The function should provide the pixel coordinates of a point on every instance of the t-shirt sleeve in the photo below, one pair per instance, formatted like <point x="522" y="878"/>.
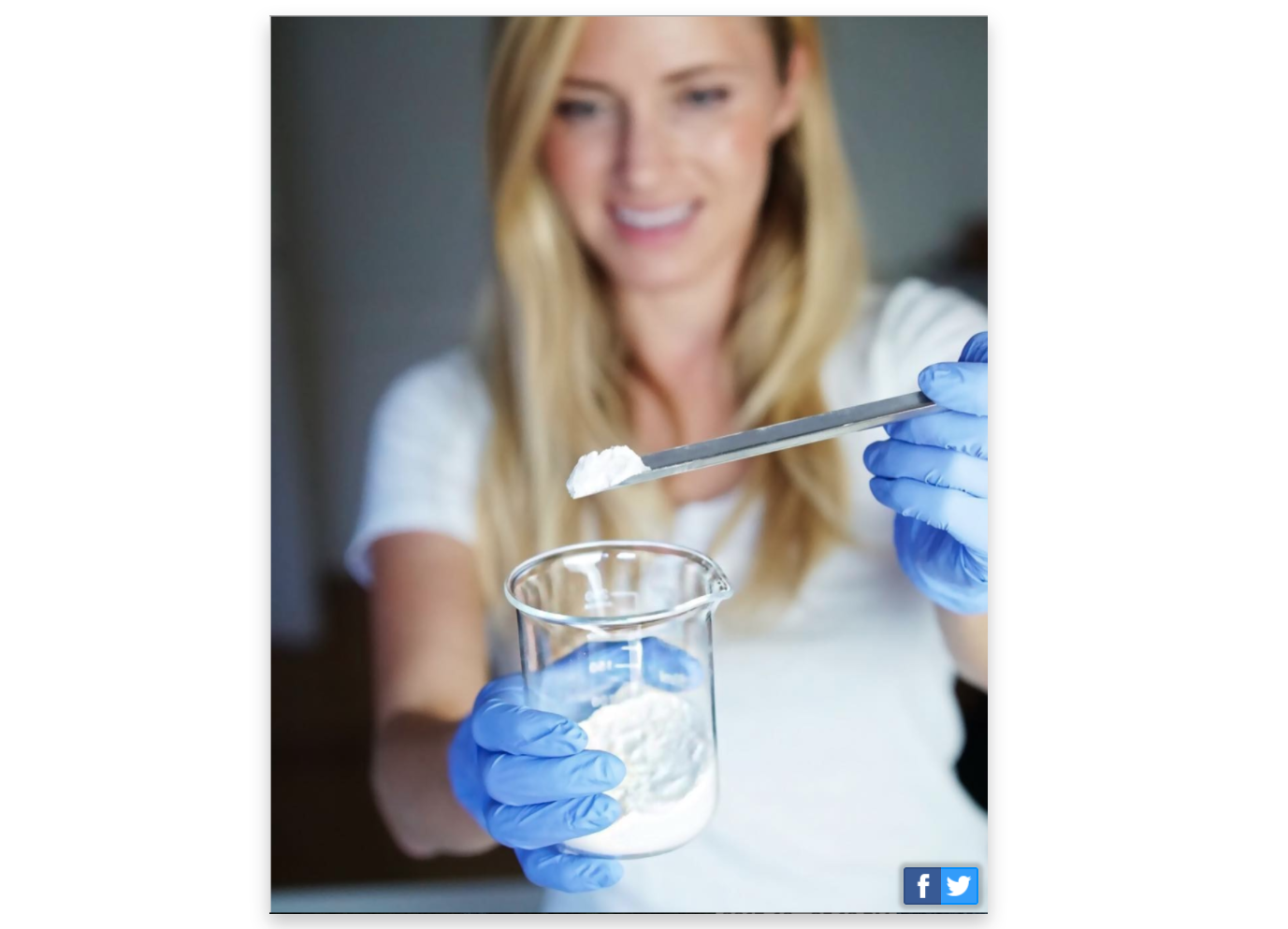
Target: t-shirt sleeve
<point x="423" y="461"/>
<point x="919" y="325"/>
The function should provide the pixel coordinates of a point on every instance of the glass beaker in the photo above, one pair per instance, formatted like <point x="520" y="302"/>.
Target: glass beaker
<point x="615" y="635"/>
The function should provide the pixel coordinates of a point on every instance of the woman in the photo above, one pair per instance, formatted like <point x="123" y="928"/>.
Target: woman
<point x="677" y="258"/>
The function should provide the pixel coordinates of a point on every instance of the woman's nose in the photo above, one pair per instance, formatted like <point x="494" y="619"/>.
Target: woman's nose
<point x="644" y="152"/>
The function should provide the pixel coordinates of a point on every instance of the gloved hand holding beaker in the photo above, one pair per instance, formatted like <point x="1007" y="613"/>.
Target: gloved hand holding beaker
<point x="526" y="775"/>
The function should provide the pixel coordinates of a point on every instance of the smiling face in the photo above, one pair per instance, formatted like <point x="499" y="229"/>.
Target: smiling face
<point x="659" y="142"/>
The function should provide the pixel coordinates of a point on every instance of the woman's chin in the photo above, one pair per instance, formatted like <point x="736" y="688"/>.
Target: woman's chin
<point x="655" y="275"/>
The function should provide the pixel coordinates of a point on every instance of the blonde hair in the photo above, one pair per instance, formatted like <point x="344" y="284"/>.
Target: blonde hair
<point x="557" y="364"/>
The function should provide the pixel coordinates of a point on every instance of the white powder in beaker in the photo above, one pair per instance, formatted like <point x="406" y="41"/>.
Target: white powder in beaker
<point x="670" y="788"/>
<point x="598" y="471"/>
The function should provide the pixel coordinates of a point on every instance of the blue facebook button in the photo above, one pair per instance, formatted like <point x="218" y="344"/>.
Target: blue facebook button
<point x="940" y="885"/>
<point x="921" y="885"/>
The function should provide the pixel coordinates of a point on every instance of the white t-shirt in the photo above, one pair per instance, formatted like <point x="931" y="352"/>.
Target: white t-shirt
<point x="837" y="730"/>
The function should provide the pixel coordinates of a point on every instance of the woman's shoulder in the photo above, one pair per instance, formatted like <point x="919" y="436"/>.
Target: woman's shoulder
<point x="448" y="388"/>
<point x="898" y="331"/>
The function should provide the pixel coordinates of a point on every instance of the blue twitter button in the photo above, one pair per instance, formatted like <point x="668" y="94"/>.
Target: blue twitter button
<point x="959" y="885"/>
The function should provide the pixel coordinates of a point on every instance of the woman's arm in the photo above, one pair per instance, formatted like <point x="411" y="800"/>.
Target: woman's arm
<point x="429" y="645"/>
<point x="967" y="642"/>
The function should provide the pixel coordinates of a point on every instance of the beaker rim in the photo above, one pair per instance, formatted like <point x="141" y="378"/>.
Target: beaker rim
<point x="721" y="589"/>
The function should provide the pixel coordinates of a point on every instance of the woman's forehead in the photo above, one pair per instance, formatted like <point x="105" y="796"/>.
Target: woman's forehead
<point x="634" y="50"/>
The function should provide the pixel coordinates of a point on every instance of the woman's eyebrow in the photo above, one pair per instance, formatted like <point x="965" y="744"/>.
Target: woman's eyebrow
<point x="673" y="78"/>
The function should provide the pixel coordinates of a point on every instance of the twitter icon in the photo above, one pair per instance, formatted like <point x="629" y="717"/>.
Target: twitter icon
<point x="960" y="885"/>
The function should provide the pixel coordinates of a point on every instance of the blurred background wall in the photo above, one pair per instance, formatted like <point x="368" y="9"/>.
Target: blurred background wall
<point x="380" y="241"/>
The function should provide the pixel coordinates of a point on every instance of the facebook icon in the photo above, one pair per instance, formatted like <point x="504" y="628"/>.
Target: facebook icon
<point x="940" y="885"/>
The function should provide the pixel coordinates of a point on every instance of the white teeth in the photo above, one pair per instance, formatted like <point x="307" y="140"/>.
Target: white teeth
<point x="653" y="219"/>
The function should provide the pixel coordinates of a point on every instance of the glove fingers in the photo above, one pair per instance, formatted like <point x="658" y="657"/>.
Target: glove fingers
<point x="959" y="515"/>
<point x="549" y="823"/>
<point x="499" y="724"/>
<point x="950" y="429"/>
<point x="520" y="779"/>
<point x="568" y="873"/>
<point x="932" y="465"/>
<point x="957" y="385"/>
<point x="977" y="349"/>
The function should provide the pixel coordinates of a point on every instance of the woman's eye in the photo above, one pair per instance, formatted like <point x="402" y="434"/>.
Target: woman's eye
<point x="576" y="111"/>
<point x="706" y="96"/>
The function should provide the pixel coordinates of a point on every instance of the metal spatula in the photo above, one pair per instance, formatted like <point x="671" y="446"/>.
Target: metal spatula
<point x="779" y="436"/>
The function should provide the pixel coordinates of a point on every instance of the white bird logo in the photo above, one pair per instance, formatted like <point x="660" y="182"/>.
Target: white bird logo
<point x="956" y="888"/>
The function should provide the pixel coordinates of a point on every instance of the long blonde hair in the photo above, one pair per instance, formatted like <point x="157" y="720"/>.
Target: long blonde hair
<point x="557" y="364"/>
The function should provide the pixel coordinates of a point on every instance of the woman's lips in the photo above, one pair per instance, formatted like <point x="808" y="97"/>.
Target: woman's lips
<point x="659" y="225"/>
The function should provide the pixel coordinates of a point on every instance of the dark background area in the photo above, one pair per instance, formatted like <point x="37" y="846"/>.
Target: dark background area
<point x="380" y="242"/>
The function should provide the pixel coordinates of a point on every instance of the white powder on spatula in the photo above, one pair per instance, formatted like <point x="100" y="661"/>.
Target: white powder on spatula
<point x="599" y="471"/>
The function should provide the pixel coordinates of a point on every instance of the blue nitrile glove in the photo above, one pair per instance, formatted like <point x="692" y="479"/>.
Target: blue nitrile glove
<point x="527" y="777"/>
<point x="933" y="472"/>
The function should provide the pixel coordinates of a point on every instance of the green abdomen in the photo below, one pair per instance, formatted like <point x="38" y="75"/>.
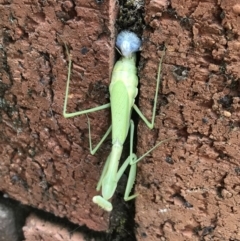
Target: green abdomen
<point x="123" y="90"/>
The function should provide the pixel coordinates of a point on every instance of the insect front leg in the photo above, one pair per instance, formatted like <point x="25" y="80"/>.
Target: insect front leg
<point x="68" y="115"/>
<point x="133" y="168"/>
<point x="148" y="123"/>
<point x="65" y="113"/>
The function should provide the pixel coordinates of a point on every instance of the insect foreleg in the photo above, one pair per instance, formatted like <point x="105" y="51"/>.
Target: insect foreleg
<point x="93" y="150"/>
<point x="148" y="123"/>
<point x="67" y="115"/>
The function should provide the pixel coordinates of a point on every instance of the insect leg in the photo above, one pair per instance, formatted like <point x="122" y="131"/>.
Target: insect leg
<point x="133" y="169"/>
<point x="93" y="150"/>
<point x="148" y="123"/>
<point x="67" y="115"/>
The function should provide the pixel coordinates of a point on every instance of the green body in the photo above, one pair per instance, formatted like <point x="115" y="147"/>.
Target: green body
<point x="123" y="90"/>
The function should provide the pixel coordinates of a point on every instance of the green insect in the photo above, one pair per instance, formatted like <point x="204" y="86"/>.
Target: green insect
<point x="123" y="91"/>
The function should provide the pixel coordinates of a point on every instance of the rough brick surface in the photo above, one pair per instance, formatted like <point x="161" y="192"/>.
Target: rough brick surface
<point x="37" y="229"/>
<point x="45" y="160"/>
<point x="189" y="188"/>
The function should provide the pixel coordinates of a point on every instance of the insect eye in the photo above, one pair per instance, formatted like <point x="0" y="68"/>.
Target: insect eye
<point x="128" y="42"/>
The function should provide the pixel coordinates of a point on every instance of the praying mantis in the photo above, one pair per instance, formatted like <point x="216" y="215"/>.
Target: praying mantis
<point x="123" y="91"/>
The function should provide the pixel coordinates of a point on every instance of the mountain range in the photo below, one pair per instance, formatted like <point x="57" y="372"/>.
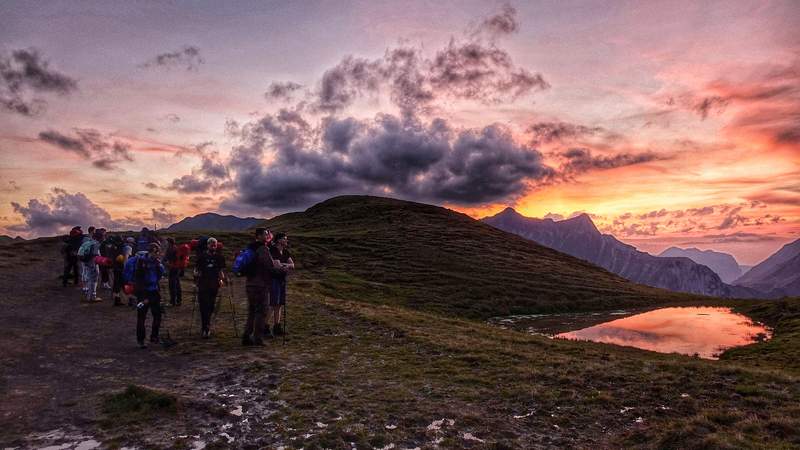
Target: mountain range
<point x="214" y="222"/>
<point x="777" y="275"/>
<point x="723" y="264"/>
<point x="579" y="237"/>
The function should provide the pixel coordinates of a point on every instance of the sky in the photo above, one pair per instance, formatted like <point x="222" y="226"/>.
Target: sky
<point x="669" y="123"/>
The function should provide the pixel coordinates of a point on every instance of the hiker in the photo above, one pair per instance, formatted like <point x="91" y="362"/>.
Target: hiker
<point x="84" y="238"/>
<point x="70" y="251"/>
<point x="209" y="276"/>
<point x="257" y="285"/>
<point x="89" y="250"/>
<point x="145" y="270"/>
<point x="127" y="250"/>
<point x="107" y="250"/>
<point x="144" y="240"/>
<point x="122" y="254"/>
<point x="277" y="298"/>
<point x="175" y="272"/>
---
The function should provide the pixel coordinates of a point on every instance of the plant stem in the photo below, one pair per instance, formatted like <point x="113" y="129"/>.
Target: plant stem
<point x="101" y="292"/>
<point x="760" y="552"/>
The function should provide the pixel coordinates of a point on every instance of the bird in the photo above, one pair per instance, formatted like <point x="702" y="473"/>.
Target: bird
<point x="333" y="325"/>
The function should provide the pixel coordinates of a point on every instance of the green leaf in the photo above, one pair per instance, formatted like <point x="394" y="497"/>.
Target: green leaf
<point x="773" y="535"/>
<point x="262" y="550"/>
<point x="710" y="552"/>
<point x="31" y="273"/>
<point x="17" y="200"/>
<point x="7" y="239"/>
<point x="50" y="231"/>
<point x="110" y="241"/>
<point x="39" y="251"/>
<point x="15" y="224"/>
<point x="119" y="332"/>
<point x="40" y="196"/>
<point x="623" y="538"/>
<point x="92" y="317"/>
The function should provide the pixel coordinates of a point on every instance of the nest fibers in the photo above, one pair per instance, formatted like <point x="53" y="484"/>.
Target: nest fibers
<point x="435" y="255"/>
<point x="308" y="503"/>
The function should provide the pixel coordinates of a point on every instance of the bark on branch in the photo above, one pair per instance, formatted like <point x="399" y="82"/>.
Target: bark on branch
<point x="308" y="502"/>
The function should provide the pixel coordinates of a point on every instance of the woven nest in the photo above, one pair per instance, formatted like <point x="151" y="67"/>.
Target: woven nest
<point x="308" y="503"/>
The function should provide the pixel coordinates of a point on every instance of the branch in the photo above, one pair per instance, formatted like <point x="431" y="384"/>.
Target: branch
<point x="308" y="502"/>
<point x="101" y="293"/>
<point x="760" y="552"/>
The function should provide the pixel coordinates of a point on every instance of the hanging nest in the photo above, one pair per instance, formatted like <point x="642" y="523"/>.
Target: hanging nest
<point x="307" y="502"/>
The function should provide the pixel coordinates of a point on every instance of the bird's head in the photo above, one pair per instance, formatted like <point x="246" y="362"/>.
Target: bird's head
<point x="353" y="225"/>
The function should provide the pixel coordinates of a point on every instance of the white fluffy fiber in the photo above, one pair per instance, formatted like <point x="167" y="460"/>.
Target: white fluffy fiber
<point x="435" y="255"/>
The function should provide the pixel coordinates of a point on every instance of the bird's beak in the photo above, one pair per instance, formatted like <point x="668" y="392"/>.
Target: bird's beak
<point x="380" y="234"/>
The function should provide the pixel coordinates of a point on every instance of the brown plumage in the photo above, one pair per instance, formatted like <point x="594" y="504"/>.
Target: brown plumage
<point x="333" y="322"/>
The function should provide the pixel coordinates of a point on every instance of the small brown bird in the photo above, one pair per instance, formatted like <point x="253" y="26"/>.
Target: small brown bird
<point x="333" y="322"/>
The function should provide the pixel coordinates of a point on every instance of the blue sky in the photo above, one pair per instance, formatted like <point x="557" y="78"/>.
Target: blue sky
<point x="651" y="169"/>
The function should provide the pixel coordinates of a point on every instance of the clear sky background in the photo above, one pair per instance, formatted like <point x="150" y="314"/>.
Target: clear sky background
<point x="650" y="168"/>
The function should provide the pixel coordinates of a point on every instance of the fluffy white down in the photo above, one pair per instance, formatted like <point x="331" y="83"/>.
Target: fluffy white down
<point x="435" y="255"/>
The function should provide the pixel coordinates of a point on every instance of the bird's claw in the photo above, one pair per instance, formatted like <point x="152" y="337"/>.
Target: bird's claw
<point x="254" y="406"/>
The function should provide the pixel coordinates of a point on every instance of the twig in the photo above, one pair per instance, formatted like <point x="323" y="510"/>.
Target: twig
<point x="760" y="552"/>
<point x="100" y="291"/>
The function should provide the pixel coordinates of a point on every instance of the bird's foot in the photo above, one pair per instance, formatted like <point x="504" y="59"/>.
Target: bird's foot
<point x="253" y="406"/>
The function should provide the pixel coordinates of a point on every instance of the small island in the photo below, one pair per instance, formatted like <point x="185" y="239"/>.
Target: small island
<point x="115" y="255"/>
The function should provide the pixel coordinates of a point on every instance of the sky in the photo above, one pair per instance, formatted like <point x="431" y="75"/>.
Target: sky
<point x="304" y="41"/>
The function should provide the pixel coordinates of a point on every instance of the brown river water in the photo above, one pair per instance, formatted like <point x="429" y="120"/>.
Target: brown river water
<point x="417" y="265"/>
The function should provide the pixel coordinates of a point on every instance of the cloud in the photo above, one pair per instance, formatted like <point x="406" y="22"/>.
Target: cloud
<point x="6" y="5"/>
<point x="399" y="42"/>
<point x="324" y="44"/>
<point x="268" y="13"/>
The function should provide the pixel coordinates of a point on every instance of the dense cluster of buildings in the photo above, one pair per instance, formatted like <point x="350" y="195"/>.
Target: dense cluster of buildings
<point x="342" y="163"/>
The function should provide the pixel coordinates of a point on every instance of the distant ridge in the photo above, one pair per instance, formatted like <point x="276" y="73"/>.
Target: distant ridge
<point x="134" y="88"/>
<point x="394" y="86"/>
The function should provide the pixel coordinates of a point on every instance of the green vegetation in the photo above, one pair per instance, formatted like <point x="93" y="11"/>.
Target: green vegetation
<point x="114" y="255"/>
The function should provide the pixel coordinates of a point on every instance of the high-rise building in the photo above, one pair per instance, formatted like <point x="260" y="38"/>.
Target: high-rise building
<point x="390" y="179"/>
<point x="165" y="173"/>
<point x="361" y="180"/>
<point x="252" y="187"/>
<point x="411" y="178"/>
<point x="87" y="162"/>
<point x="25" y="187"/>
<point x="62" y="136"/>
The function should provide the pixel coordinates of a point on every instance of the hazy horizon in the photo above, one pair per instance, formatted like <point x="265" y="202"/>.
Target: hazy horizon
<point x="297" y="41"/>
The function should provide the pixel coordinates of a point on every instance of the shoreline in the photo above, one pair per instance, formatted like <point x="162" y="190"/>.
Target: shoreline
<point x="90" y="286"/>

• Task goal: State how many lines in the rows above contain the string "surface". Give only the number.

• Finished answer: 2